++++ Data supplied

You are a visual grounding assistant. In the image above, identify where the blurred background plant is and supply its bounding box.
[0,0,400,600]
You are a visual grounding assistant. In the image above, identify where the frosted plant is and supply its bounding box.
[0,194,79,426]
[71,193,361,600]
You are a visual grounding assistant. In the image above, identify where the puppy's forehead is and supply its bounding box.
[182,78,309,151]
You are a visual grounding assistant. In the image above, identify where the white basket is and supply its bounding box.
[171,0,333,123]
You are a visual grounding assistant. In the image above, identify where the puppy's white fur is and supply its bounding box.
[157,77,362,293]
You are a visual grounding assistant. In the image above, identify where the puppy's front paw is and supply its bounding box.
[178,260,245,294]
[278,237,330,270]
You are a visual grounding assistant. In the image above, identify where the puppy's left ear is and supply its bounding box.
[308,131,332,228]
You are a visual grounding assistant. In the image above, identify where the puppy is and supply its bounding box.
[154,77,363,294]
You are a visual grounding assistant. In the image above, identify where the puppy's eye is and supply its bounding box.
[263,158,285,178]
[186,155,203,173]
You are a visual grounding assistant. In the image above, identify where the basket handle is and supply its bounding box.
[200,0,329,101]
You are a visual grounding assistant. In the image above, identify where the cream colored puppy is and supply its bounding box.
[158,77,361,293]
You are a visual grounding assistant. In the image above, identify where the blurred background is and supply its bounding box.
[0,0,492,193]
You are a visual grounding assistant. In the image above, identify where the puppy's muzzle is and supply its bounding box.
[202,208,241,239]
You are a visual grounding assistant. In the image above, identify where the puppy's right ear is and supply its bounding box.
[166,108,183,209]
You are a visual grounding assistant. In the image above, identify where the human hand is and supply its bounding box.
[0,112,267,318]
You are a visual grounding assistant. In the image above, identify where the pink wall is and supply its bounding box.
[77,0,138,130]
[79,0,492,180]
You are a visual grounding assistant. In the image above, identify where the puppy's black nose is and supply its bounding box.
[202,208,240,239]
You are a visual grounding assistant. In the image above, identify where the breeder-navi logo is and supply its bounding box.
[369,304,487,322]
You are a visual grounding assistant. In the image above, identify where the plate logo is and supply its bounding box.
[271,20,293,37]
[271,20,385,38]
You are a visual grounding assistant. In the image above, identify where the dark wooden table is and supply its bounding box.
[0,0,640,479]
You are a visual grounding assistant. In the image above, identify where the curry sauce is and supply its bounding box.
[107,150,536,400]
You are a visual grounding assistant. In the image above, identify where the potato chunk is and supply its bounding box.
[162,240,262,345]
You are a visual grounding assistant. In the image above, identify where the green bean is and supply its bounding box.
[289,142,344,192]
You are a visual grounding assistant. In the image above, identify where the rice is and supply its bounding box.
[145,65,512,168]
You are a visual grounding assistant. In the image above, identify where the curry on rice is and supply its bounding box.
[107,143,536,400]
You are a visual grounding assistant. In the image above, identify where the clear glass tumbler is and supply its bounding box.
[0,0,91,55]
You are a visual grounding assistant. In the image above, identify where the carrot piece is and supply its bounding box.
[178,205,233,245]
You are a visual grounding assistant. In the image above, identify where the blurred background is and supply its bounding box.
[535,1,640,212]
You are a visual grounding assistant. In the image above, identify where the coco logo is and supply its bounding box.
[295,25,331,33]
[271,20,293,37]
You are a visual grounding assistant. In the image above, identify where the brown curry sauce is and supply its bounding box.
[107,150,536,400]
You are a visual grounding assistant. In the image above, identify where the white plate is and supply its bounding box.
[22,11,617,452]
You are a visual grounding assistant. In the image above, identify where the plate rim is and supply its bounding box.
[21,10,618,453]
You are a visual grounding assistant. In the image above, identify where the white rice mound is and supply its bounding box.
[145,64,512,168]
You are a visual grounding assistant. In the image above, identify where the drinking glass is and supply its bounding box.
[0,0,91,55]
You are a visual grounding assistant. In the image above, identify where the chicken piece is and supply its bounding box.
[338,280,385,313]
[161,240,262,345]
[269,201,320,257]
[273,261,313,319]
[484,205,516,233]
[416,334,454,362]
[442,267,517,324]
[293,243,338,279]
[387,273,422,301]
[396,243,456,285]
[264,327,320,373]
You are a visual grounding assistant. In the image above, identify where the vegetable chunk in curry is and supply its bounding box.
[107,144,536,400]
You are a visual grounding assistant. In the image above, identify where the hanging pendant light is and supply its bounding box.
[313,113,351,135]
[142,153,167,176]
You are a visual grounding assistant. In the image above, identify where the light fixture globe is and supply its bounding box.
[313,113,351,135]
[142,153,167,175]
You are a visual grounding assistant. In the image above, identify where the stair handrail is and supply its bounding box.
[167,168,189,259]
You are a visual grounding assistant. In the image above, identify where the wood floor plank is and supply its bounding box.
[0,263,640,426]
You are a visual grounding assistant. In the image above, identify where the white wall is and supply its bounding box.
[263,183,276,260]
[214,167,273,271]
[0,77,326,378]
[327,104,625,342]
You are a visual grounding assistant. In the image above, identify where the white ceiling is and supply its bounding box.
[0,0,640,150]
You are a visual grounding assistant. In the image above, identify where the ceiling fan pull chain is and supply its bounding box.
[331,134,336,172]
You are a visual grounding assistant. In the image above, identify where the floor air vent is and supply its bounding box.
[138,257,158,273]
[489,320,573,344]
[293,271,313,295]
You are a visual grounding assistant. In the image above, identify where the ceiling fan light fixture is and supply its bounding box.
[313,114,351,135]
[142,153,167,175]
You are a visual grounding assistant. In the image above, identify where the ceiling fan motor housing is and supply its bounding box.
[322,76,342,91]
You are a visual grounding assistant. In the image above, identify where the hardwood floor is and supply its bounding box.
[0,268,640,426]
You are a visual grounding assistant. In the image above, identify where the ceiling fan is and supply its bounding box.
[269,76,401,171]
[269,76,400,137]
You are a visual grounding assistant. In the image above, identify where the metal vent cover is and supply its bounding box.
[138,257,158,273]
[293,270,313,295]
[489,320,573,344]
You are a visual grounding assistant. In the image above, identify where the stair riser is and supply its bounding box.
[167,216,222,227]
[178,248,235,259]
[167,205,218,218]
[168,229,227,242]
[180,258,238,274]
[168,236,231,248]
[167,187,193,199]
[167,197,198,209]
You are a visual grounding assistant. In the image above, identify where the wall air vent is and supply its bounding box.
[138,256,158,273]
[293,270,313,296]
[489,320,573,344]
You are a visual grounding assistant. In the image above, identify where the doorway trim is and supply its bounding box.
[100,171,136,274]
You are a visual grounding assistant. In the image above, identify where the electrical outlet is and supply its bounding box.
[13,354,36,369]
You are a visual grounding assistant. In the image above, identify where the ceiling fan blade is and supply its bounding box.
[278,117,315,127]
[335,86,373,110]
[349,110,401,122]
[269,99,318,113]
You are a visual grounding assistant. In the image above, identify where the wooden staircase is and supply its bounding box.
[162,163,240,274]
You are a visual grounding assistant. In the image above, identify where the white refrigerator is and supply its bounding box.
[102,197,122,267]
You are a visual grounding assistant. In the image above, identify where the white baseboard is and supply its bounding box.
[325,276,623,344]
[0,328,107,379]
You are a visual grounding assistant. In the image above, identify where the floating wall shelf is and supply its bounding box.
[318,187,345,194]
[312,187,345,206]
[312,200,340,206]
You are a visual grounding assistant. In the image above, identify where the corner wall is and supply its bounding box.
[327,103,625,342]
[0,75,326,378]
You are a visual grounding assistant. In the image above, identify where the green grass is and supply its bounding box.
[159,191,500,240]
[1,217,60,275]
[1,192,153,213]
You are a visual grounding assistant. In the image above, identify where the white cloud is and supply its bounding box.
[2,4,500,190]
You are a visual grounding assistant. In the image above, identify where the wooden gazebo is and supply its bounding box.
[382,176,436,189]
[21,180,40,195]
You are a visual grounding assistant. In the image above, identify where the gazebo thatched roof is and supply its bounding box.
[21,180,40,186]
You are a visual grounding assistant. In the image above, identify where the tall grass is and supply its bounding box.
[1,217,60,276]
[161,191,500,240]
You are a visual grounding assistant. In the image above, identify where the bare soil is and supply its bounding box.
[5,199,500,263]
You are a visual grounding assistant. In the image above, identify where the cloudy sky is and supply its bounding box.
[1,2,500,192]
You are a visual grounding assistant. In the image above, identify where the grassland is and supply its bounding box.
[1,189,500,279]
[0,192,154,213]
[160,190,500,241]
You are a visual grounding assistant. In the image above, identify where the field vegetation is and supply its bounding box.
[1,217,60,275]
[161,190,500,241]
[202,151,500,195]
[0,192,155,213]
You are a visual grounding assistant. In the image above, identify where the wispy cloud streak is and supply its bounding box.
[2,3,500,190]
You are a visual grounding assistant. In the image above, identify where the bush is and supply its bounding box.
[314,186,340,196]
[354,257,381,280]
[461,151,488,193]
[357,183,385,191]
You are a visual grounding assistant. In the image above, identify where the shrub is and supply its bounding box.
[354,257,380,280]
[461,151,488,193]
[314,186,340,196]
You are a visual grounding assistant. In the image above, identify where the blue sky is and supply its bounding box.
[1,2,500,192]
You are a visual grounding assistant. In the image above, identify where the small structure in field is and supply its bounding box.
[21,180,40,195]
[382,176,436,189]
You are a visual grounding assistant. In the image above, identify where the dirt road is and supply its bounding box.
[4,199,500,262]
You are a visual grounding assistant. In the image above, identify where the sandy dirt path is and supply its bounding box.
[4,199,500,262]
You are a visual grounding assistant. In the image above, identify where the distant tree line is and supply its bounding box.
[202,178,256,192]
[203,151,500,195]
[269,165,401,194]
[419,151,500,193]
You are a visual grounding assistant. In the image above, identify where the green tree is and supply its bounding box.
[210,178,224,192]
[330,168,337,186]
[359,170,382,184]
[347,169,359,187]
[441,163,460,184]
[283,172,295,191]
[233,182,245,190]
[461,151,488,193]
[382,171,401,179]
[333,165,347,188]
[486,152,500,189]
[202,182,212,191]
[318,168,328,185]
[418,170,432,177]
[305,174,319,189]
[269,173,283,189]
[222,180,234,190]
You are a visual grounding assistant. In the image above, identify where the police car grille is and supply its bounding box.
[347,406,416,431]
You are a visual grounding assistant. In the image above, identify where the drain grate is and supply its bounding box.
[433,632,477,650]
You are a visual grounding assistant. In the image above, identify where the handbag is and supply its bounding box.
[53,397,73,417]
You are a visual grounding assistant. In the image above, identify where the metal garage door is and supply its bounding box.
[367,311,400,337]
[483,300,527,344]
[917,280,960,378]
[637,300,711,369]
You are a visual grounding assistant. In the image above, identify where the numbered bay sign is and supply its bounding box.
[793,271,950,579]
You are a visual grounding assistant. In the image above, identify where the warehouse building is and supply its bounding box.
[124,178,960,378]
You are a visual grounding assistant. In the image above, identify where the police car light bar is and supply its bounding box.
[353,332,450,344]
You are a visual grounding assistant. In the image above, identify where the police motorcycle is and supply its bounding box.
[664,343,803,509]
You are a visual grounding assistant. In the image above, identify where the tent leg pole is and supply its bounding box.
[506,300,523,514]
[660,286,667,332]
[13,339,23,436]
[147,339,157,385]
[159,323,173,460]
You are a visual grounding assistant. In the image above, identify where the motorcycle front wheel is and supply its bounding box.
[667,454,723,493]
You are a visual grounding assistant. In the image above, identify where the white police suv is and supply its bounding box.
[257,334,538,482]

++++++++

What you are asked to do
Lay out the part of the data above that opens with the line containing "eye is and supply its bounding box." and closes with the line containing "[166,108,183,209]", both ends included, as a Markdown table with the columns Row and Content. Number each line in Row and leave out blank lines.

The reply
| Row | Content |
|---|---|
| 1 | You are a visual grounding assistant. In the image above, identify where the puppy's eye is and supply its bounding box. |
| 2 | [263,158,285,178] |
| 3 | [186,155,203,173] |
| 4 | You are a visual grounding assistant. In the image above, identify where the basket handle is and supply its bounding box. |
| 5 | [200,0,329,101] |
| 6 | You are a visual grounding assistant. In the image above, identify where the cream colored puppy is and supply its bounding box. |
| 7 | [158,77,361,293] |
| 8 | You are a visual grounding assistant. In the image above, identify where the blurred background is and supply its bounding box. |
| 9 | [0,0,492,193] |
| 10 | You are a visual grounding assistant. In the image above, identify where the puppy's muzzle is and supply its bounding box. |
| 11 | [202,208,241,239] |
| 12 | You are a visual grounding assistant. In the image above, identify where the puppy's right ear is and supply its bounding box. |
| 13 | [166,108,183,209] |